▶ PROBLEM DESCRIPTION: Every line of the material is to be quoted verbatim, minus the pictures.

▶ DATA TO PROCESS:

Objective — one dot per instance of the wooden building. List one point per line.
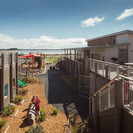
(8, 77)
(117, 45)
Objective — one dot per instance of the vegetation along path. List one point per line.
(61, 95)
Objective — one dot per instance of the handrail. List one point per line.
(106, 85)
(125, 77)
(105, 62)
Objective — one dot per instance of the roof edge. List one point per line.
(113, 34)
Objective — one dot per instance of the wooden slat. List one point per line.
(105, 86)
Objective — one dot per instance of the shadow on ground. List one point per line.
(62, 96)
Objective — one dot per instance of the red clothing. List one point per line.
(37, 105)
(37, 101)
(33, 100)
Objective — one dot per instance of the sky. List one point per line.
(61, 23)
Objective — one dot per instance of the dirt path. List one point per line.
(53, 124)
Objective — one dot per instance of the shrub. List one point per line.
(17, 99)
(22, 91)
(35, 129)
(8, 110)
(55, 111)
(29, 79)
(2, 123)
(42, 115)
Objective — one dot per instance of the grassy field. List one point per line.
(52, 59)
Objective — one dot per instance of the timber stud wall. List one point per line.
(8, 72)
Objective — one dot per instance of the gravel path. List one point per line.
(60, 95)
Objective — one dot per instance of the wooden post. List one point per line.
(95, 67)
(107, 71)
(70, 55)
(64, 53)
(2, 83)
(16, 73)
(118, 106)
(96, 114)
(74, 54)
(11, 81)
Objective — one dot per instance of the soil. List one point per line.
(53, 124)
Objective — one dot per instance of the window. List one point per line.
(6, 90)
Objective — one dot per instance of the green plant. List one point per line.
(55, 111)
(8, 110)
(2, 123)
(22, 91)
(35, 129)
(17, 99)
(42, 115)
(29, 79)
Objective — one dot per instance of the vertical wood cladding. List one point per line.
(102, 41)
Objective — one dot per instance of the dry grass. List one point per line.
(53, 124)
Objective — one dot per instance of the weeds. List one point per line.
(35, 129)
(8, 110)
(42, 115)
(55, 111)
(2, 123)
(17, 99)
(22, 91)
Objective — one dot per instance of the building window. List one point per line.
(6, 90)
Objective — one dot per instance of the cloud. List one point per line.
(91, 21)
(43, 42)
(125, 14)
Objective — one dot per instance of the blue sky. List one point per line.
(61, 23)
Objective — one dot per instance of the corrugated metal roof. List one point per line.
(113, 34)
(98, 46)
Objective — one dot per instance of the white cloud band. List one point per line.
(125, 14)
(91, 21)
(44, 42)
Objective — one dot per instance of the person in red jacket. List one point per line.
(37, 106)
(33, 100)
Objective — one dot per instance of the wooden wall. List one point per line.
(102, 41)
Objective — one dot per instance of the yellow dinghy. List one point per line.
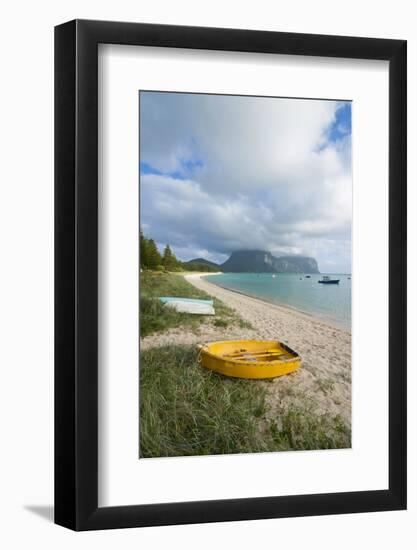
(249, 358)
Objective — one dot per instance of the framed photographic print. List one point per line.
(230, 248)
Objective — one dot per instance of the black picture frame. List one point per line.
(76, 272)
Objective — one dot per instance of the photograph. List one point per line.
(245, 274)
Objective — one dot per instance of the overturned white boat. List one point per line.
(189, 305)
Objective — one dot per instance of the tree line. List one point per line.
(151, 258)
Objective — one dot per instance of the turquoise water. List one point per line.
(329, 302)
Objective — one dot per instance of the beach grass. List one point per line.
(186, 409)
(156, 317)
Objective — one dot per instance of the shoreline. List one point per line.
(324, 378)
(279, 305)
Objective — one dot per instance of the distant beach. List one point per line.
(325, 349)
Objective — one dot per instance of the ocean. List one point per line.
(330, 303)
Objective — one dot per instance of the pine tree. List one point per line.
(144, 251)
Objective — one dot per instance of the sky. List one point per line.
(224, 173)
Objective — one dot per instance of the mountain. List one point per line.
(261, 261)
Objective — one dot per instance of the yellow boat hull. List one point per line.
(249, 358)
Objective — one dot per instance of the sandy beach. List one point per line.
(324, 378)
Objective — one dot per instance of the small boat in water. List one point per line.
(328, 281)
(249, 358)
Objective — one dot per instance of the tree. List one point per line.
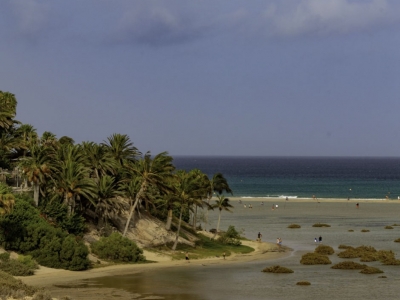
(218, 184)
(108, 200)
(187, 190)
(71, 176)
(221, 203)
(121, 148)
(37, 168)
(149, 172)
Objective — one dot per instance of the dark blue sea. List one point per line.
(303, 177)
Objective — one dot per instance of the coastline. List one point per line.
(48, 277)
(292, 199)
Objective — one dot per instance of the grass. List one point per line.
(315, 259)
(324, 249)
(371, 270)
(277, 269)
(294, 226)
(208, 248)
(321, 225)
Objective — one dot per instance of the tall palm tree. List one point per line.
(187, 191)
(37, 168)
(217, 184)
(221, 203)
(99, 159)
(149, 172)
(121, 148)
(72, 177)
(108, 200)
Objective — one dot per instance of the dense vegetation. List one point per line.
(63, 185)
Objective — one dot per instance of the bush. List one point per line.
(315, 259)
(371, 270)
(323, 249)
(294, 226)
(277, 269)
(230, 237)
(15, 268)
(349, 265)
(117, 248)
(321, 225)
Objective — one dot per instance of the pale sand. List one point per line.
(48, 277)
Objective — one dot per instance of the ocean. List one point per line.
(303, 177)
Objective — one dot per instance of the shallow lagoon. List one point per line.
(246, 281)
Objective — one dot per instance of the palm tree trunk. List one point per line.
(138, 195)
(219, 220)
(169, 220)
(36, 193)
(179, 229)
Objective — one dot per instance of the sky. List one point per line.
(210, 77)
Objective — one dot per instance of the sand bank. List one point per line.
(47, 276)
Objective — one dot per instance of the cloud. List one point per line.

▶ RESULT FOR THIS EXERCISE:
Objective — one dot per instance of the wooden building. List one point per line.
(8, 77)
(117, 45)
Objective — one dot per instance of the vegetation along path. List one point per line.
(61, 95)
Objective — one dot per instance of the handrail. List one point per line.
(106, 85)
(125, 77)
(105, 62)
Objective — one dot per instance of the roof edge. List one point per line.
(113, 34)
Objective — one dot per instance of the wooden slat. List one point per line.
(105, 86)
Objective — one dot per instance of the shadow on ground. List one point per line.
(62, 96)
Objective — one dot per instance of the red clothing. List one point per line.
(37, 105)
(37, 101)
(33, 100)
Objective — one dot per instance of the sky. List one point per line.
(61, 23)
Objective — one dot per instance of the dirt path. List one point per line.
(53, 124)
Objective — one dot per instance of the shrub. List one point per line.
(17, 99)
(22, 91)
(35, 129)
(8, 110)
(55, 111)
(29, 79)
(2, 123)
(42, 115)
Objective — one dot per instance of the grassy field. List one point per line.
(52, 59)
Objective — one dot per instance of the timber stud wall. List one point per line.
(8, 72)
Objective — one dot per instance of the gravel path. List one point per line.
(60, 95)
Objective — one dot per instance of the wooden post. List one point per line.
(95, 67)
(107, 71)
(70, 55)
(64, 53)
(2, 83)
(16, 73)
(118, 106)
(96, 114)
(74, 54)
(11, 81)
Objective — one dot per instance of the soil. List one point per line.
(53, 124)
Objective — one dot per instance of the window. List one point per line.
(6, 90)
Objective — one dot per instance of the green plant. List one point per line.
(55, 111)
(8, 110)
(2, 123)
(22, 91)
(35, 129)
(17, 99)
(42, 115)
(29, 79)
Objective — one dot per instance of the vertical wood cladding. List one point per line.
(102, 41)
Objective — one dot per instance of the dry grass. List one point per line.
(53, 124)
Objective — one dot per instance of the weeds. List one point per line.
(35, 129)
(8, 110)
(42, 115)
(55, 111)
(2, 123)
(17, 99)
(22, 91)
Objective — one dot per instance of the building window. List one point per line.
(6, 90)
Objective — one dot per instance of the cloud. List one point per line.
(91, 21)
(43, 42)
(125, 14)
Objective — one dot per instance of the blue sky. List one point per line.
(61, 23)
Objective — one dot per instance of the corrugated metal roof. List one point per line.
(113, 34)
(98, 46)
Objective — one dot per instance of the white cloud band. List one point per line.
(125, 14)
(91, 21)
(44, 42)
Objective — one dot per instance of the person in red jacket. List one point per line.
(37, 106)
(33, 100)
Objective — one dot per instance of the wooden wall. List one point per line.
(102, 41)
Objective — one dot per instance of the yellow dinghy. List one point per line.
(249, 358)
Objective — one dot per instance of the framed photographic print. List one point per line.
(230, 248)
Objective — one dot per instance of the black picture frame. List one point per line.
(76, 272)
Objective — one dot per instance of the photograph. List one point per line.
(245, 274)
Objective — one dot per instance of the overturned white boat. List one point per line.
(189, 305)
Objective — one dot per instance of the tree line. List one point per line.
(151, 258)
Objective — one dot per instance of the turquoise water. List one point per line.
(329, 302)
Objective — one dot per instance of the beach grass. List one point per line.
(186, 409)
(156, 317)
Objective — one dot per instance of the shoreline. List one point per line.
(324, 378)
(279, 305)
Objective — one dot per instance of the distant beach. List one point per line.
(325, 349)
Objective — one dot per instance of the ocean. List one point per line.
(330, 303)
Objective — one dot per instance of the pine tree. List one point per line.
(144, 251)
Objective — one dot per instance of the sky. List one point per line.
(224, 173)
Objective — one dot per instance of the mountain. List one point per line.
(261, 261)
Objective — one dot per instance of the yellow boat hull. List one point per line.
(249, 358)
Objective — one dot per instance of the sandy beach. List one point per line.
(324, 378)
Objective — one dot per instance of the small boat in water. List one point per line.
(328, 281)
(249, 358)
Objective — one dot per instance of the tree. List one point per line.
(218, 184)
(108, 200)
(187, 190)
(71, 176)
(221, 203)
(121, 148)
(37, 168)
(149, 172)
Objective — one dot per instance of the dark blue sea. List one point per line.
(303, 177)
Objective — one dot per instance of the coastline. List one point per line.
(48, 277)
(292, 199)
Objective — one dot per instance of the grass. List one point per line.
(315, 259)
(324, 249)
(371, 270)
(277, 269)
(294, 226)
(208, 248)
(321, 225)
Objective — one dot per instance of the tall palm tree. List one point per line.
(187, 191)
(37, 168)
(217, 184)
(221, 203)
(99, 159)
(149, 172)
(121, 148)
(72, 177)
(108, 200)
Objective — one dot per instance of the dense vegetation. List one point per line.
(63, 185)
Objective — one dot per instance of the bush. List one point per line.
(315, 259)
(371, 270)
(323, 249)
(294, 226)
(277, 269)
(230, 237)
(15, 268)
(349, 265)
(117, 248)
(321, 225)
Objective — one dot per instance of the pale sand. List one point per line.
(48, 277)
Objective — one dot per instance of the ocean. List one point per line.
(303, 177)
Objective — one dot per instance of the shallow lagoon. List one point per line.
(246, 281)
Objective — one dot per instance of the palm tree trunk. List one point per line.
(138, 195)
(219, 220)
(169, 220)
(36, 193)
(179, 229)
Objective — one dot per instance of the sky. List one point per line.
(210, 77)
Objective — one dot per instance of the sand bank. List one point per line.
(47, 276)
Objective — one dot per instance of the cloud. List one point per line.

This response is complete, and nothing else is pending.